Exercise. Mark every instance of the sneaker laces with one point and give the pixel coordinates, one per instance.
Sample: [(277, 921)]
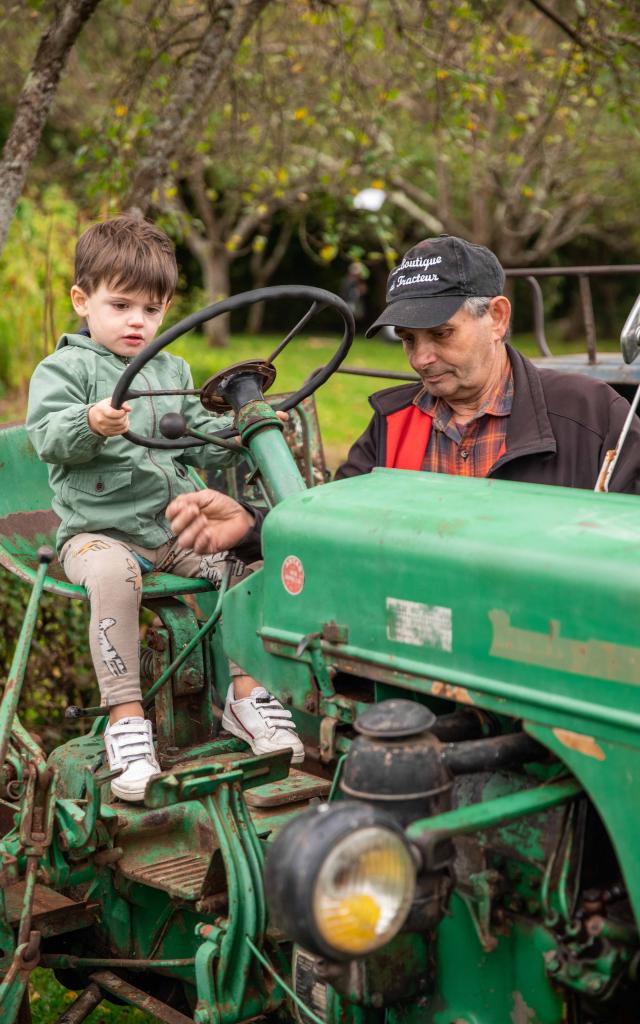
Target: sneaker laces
[(133, 741), (270, 710)]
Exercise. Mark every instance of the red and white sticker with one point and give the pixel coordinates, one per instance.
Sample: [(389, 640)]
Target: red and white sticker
[(293, 574)]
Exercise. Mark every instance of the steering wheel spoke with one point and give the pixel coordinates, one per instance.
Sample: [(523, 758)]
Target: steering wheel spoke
[(216, 393)]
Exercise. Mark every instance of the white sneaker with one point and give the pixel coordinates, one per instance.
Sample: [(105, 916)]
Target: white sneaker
[(129, 744), (262, 721)]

───

Required action - From the line with "Sample: [(277, 921)]" to the final line of the records, inclusive, set down the lines exactly and add nothing; leave every picture out.

Reply -
Sample: [(277, 921)]
Target: sneaker laces
[(133, 741), (270, 710)]
Exercise. Mark every instance of the red and white sticker with one point and give the pixel coordinates, one per instance.
Sample: [(389, 640)]
Target: red and white sticker
[(293, 574)]
Exercise. Mark every instance of the steering wheel spoke with one point and give the pixel coordinates, one per instance.
Sample: [(523, 758)]
Target: steering wheel spoke
[(216, 393)]
Exercise. Mark every instance of the white sneaker with one point and give the pixel coordinates, one per instance.
Sample: [(105, 916)]
Target: white sneaker
[(129, 744), (262, 721)]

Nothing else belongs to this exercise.